OPDRACHTEN:
• a. Typ uit de tekst over de Antwerpse gemeentepolitiek het stuk van "Naar Antwerpse traditie" tot en met "naar het OCMW." letterlijk over.
• b. Beantwoord deze vragen met de tekst over de Antwerpse gemeentepolitiek:
(i) Hoeveel procent van de stemmen behaalde het Vlaams Blok in 1994?
(ii) Naar welke instelling werd Bob Cools verbannen?
(iii) Hoe lang duurden de onderhandelingen over het bestuursakkoord?
• c. Hoe gaat de tekst over de Antwerpse gemeentepolitiek verder? Zet hem voort na de laatste zin.

AANGELEVERDE TEKST:
+===+
Han Renard

Alle ogen zijn vandaag gericht op Antwerpen. Franse, Duitse, Nederlandse en zelfs Japanse journalisten strijken neer in de Scheldestad om te kijken of Antwerpen op 8 oktober het Vitrolles van het Noorden wordt. Anders geformuleerd, om te kijken of de bonte coalitie die in 1994 aan de macht kwam genoeg gedaan heeft om het tij te keren.

‘Er is veel wat ik in de afgelopen periode sneller had willen zien gebeuren, maar niemand kan ontkennen dat Antwerpen in zes jaar tijd een stuk leefbaarder is geworden.’ Aan het woord is uiteraard de Antwerpse burgemeester Leona Detiège (SP), die sinds 1994 met wisselend succes het ‘Schoon Verdiep’ van het Antwerpse stadhuis betrekt. ‘Ons moe’ of ook wel ’tante Leonie’ noemt men haar in Antwerpen, wat tegelijk verwijst naar haar grote luisterbereidheid en haar vermeend gebrek aan leiderskwaliteiten.

1994 was het rampjaar voor de democratie in Antwerpen. Een op de drie Antwerpenaren koos voor het Vlaams Blok. De verkiezingsuitslag van 1994 betekende het roemloze failliet van de rooms-rode meerderheid die Antwerpen veertig jaar onafgebroken had bestuurd. Wat het rooms-rode huwelijk achterliet: een zware schuldenlast, een gepolitiseerd ambtenarenapparaat, een verziekte politie, een slechte dienstverlening, grote samenlevingsproblemen en een beschadigd zelfbeeld bij de Antwerpenaren. Zoals bekend, de ideale voedingsbodem voor het Vlaams Blok, dat in 1994 zijn zetelaantal bijna verdubbelde, en met 28 procent van de stemmen 18 van de 55 gemeenteraadszetels veroverde. De Antwerpenaar had zijn frustratie in het stemhokje afgereageerd. Voor de democratische partijen (SP, VLD, Agalev-BSV, en Antwerpen ’94, een kartel van CVP, VU en onafhankelijken) zat er niets anders op dan samen een nieuwe beleidsploeg te vormen. Na tien weken slopende onderhandelingen kwam er een bestuursakkoord uit de bus, toegegeven, het eerste degelijke bestuursakkoord sinds jaren.

Naar Antwerpse traditie kreeg de SP, de grootste partij binnen de meerderheid, de burgemeesterssjerp. Bob Cools, sinds 1983 de autoritaire burgervader van Groot-Antwerpen, werd na een veto van Eddy Boutmans (Agalev) en Ward Beysen (VLD) verbannen naar het OCMW.

En zo kwam Leona Detiège, met 6000 voorkeurstemmen minder dan Cools, aan het hoofd van een monstercoalitie van vier fracties en zes partijen, gaande van de trotskisten rond Patsy Sörensen in de BSV, tot de burgerlijk-rechtse ‘law and order’-lijn van Ward Beysen. De meeste politieke waarnemers dachten dat de coalitie snel aan onderlinge twisten ten onder zou gaan.
+===+
GEGEVENSSET:
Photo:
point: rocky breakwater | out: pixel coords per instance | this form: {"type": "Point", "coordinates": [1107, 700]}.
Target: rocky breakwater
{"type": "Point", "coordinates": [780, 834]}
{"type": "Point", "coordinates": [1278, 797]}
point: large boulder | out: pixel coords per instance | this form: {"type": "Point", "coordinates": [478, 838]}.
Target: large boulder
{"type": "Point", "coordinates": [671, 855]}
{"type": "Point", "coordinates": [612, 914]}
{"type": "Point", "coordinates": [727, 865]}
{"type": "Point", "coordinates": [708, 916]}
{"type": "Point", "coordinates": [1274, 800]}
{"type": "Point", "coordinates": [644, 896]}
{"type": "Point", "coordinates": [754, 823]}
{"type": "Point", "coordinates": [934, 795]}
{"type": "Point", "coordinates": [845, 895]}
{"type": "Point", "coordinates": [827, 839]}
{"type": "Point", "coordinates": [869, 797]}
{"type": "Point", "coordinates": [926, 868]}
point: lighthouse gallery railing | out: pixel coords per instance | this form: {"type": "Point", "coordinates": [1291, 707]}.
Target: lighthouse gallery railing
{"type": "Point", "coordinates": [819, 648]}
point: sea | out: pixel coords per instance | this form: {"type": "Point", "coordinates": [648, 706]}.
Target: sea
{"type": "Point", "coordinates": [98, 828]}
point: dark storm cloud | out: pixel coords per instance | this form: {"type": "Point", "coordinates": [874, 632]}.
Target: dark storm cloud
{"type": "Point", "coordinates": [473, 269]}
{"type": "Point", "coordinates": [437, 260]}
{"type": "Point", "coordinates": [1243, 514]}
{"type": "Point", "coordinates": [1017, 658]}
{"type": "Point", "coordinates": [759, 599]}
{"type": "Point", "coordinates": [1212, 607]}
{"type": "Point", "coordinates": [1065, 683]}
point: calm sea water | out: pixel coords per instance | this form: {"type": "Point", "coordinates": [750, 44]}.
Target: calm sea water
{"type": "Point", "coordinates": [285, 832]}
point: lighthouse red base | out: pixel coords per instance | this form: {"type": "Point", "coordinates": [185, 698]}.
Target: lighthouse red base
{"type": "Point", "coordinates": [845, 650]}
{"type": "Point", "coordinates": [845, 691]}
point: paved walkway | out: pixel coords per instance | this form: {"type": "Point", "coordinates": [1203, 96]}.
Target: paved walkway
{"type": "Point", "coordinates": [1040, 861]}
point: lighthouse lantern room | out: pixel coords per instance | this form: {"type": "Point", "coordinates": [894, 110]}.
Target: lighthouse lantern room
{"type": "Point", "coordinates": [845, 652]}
+===+
ANTWOORDEN:
• a.
Naar Antwerpse traditie kreeg de SP, de grootste partij binnen de meerderheid, de burgemeesterssjerp. Bob Cools, sinds 1983 de autoritaire burgervader van Groot-Antwerpen, werd na een veto van Eddy Boutmans (Agalev) en Ward Beysen (VLD) verbannen naar het OCMW.

• b.
(i) 28 procent
(ii) Naar het OCMW
(iii) Tien weken

• c.
Vlaams Blok-voorman Filip Dewinter gaf het regenboogverbond hooguit een jaar, maar moest zijn voorspellingen over het nakende einde van de coalitie voortdurend herzien. Want ook al heeft de coalitie meer dan eens op apegapen gelegen, ze is er toch in geslaagd het zes jaar vol te houden. Volgens velen is dit te danken aan de minzame diplomatie van burgemeester Detiège, die met zachte hand de brokken keer op keer gelijmd heeft.

BALLAST UIT HET VERLEDEN

De nieuwe bestuursploeg die zichzelf niet zonder gevoel voor pathos had uitgeroepen tot ‘coalitie van de laatste kans’ kwam moeizaam op gang. Het duurde haast drie jaar voor het college op concrete punten resultaten kon voorleggen aan de bevolking. Marc Wellens (CVP), de enige overblijver uit de vorige bestuursperiode in het schepencollege, over de valse start van de coalitie: ‘Ik was de enige van het ancien régime die de zuiveringen had overleefd. Bij de nieuwkomers hadden enkelen een sterk politiek profiel, ik denk aan Hugo Schiltz (VU), Leo Delwaide (VLD), Leona, Mieke Vogels (Agalev) en Patsy Sörensen (BSV). Maar ook die moesten nog bewijzen dat ze de juiste mensen voor de job waren.’ Wellens, een oude rot in het vak, trok zich van andermans groeipijnen niets aan en deed rustig zijn ding. Terwijl de rest leerde omgaan met de harde werkelijkheid van een vastgeroeste ambtenarij en de tergende traagheid van het besluitvormingsproces aan den lijve ondervond.

Gebrek aan bestuurservaring en intern gebakkelei (vooral tussen VLD en Agalev) vormen slechts een gedeeltelijke verklaring voor de magere resultaten van de coalitie in de periode 1995-1997. Feit is dat het breken met de verziekte politieke zeden uit het verleden tijdens die eerste bestuursjaren het college veel tijd en energie heeft gekost. Het vertrouwen van de Antwerpenaar in zijn stadsdiensten herstellen, was dé grote uitdaging voor de nieuwe ploeg.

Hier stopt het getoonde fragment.